▸ REQUIREMENT:
Exactly as written, repeat all of the records below.

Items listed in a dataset
══════════

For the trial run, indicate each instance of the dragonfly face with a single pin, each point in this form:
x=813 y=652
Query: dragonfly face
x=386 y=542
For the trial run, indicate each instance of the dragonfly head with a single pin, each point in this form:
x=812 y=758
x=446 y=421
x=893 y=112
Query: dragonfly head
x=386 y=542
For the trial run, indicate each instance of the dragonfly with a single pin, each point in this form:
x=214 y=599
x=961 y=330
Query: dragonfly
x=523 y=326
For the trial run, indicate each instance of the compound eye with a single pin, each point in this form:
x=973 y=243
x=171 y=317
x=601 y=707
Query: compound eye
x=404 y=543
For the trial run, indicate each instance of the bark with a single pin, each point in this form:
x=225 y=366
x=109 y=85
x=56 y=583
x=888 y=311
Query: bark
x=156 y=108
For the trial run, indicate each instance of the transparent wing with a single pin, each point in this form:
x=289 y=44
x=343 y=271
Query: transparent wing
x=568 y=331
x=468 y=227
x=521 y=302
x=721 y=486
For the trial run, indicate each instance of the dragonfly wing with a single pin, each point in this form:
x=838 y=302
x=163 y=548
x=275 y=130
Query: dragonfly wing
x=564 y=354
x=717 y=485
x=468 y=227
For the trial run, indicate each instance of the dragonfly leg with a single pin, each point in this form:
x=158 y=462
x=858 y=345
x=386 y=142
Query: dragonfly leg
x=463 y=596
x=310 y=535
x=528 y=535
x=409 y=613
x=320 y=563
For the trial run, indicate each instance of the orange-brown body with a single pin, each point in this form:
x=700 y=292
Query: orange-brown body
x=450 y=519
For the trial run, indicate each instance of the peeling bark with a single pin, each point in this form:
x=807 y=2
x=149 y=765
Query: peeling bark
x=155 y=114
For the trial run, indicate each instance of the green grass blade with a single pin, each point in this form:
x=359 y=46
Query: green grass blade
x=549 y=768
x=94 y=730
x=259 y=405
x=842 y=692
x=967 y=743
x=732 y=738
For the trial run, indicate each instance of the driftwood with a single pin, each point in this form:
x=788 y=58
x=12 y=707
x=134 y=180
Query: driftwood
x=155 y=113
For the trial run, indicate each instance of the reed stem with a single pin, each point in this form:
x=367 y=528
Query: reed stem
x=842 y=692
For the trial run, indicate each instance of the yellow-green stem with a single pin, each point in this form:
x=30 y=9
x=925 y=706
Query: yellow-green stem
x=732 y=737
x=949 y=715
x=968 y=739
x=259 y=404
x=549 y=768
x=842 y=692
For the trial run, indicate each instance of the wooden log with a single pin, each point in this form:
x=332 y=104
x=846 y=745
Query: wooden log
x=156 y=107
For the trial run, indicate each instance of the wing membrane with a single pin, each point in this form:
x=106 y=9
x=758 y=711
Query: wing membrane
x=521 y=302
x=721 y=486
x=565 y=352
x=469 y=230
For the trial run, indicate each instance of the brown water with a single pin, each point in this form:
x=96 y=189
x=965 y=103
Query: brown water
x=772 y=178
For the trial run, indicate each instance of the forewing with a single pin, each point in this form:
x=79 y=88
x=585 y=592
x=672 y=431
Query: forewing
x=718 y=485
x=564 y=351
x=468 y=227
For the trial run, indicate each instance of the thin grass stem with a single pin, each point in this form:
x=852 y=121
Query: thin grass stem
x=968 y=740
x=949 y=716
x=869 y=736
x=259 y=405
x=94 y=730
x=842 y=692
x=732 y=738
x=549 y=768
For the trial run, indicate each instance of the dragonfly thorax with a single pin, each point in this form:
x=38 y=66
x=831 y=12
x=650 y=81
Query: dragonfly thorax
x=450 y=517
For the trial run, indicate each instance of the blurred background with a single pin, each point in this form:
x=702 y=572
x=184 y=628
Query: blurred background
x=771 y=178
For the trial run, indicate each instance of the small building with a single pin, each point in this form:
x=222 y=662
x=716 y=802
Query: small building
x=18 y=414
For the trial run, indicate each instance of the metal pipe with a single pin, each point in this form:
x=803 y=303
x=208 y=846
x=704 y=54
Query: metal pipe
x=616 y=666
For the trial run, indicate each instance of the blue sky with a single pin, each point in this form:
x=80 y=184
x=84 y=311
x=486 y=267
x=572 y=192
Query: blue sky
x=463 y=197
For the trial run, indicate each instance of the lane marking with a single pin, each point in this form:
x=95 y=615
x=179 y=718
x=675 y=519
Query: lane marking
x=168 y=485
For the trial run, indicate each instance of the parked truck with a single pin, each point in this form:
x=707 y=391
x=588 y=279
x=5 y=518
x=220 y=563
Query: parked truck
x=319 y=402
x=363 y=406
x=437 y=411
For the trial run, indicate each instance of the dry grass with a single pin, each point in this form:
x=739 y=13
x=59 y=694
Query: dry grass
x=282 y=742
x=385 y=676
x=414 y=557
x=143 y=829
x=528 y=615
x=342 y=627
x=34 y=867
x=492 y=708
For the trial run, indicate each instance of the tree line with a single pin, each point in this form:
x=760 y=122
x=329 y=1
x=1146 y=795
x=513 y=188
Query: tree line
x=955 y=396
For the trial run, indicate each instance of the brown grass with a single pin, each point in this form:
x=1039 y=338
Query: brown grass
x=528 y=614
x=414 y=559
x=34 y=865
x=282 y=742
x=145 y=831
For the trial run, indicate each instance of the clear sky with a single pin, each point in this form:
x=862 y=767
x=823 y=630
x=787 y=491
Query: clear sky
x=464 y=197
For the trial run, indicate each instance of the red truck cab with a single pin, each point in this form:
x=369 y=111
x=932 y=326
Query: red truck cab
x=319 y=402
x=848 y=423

══════════

▸ ANSWER TO THIS TASK:
For the trial run, indicate each instance of the dragonfly face with a single pin, each point in this form:
x=813 y=652
Query: dragonfly face
x=386 y=542
For the trial run, indicate each instance of the dragonfly head with a single pin, each point in this form:
x=812 y=758
x=446 y=421
x=893 y=112
Query: dragonfly head
x=386 y=542
For the trial run, indicate each instance of the dragonfly with a single pin, each point in this form:
x=214 y=599
x=961 y=330
Query: dragonfly
x=523 y=326
For the trial run, indicate each instance of the compound eye with a single pin, each point in this form:
x=973 y=243
x=171 y=317
x=601 y=707
Query: compound eye
x=404 y=543
For the trial run, indicate each instance of the bark with a single pin, each point in this form:
x=225 y=366
x=109 y=85
x=56 y=583
x=888 y=311
Query: bark
x=156 y=108
For the trial run, indicate each instance of the transparent wing with a single pin, each point in this form:
x=289 y=44
x=343 y=271
Query: transparent wing
x=568 y=331
x=468 y=227
x=521 y=302
x=721 y=486
For the trial run, indicate each instance of the dragonfly wing with a single pin, each point in this form:
x=838 y=302
x=163 y=548
x=275 y=130
Query: dragonfly wing
x=564 y=354
x=717 y=485
x=468 y=227
For the trial run, indicate each instance of the dragonfly leg with a single pin, each point in this form:
x=158 y=462
x=858 y=345
x=386 y=142
Query: dragonfly leg
x=463 y=596
x=310 y=535
x=528 y=535
x=409 y=613
x=320 y=563
For the trial run, indicate each instance of the orange-brown body with a single pin, each point in this form:
x=700 y=292
Query: orange-brown body
x=450 y=519
For the trial run, indicate each instance of the peeling bark with a single pin, each point in this form:
x=807 y=2
x=149 y=765
Query: peeling bark
x=155 y=114
For the trial run, indicate each instance of the green grass blade with a single pin, each point in this form:
x=359 y=46
Query: green grass blade
x=549 y=768
x=94 y=730
x=259 y=405
x=842 y=692
x=967 y=743
x=732 y=738
For the trial run, indicate each instance of the driftwood with a single pin, each point in this form:
x=788 y=58
x=12 y=707
x=134 y=180
Query: driftwood
x=155 y=113
For the trial run, indicate each instance of the reed stem with a single pin, each point in this form:
x=367 y=528
Query: reed stem
x=842 y=692
For the trial run, indicate each instance of the yellow-green stem with a single pin, each point in this form:
x=30 y=9
x=925 y=706
Query: yellow-green stem
x=732 y=737
x=949 y=715
x=968 y=739
x=259 y=404
x=549 y=768
x=842 y=692
For the trial run, indicate each instance of the wooden log with a single pin, each point in this form:
x=332 y=104
x=846 y=745
Query: wooden log
x=156 y=107
For the trial run, indicate each instance of the wing membrane with a single pin, each point in this form:
x=106 y=9
x=758 y=711
Query: wing membrane
x=521 y=302
x=721 y=486
x=565 y=352
x=469 y=230
For the trial run, indicate each instance of the brown water with a single pin, each point in this form:
x=96 y=189
x=965 y=103
Query: brown water
x=772 y=178
For the trial run, indicate each instance of the forewing with a single pin, each point in this form:
x=79 y=88
x=585 y=592
x=672 y=431
Query: forewing
x=718 y=485
x=564 y=351
x=468 y=227
For the trial run, indicate each instance of the thin grass stem with a single pin, each point in this form:
x=852 y=121
Query: thin grass stem
x=968 y=740
x=949 y=716
x=869 y=736
x=259 y=405
x=94 y=730
x=842 y=692
x=732 y=738
x=549 y=768
For the trial run, indicate each instance of the dragonfly thorax with a single pin, each point in this form:
x=38 y=66
x=831 y=12
x=650 y=81
Query: dragonfly thorax
x=450 y=517
For the trial run, indicate each instance of the blurred background with a single pin, each point in this form:
x=702 y=572
x=184 y=628
Query: blurred background
x=771 y=178
For the trial run, indicate each instance of the small building with a single pin, each point in this form:
x=222 y=662
x=716 y=802
Query: small building
x=18 y=414
For the trial run, indicate each instance of the metal pipe with a single pin, each point in this form:
x=803 y=303
x=208 y=846
x=704 y=54
Query: metal pipe
x=616 y=666
For the trial run, indicate each instance of the blue sky with a single pin, each point in this form:
x=80 y=184
x=84 y=311
x=486 y=267
x=572 y=192
Query: blue sky
x=463 y=197
For the trial run, indicate each instance of the lane marking with a single pin, each point in this form:
x=95 y=615
x=179 y=718
x=675 y=519
Query: lane marking
x=168 y=485
For the trial run, indicate each instance of the parked truck with a single pin, each point in this form:
x=707 y=391
x=588 y=279
x=5 y=518
x=220 y=563
Query: parked truck
x=319 y=402
x=363 y=406
x=437 y=411
For the trial run, indicate each instance of the dry grass with a single pin, each point in this form:
x=739 y=13
x=59 y=694
Query: dry grass
x=282 y=742
x=385 y=676
x=414 y=557
x=143 y=829
x=528 y=615
x=342 y=627
x=34 y=867
x=492 y=708
For the trial run, indicate each instance of the tree line with a single pin, each point in this form:
x=760 y=122
x=329 y=1
x=1146 y=795
x=513 y=188
Query: tree line
x=955 y=396
For the trial run, indicate each instance of the brown grass with a single pin, each point in this form:
x=1039 y=338
Query: brown grass
x=528 y=614
x=414 y=559
x=34 y=865
x=282 y=742
x=145 y=831
For the trial run, indicate each instance of the clear sky with a single pin, each point in this form:
x=862 y=767
x=823 y=630
x=787 y=491
Query: clear sky
x=464 y=197
For the trial run, indicate each instance of the red truck cab with a single pin, each point in this form:
x=369 y=111
x=932 y=326
Query: red truck cab
x=319 y=402
x=848 y=423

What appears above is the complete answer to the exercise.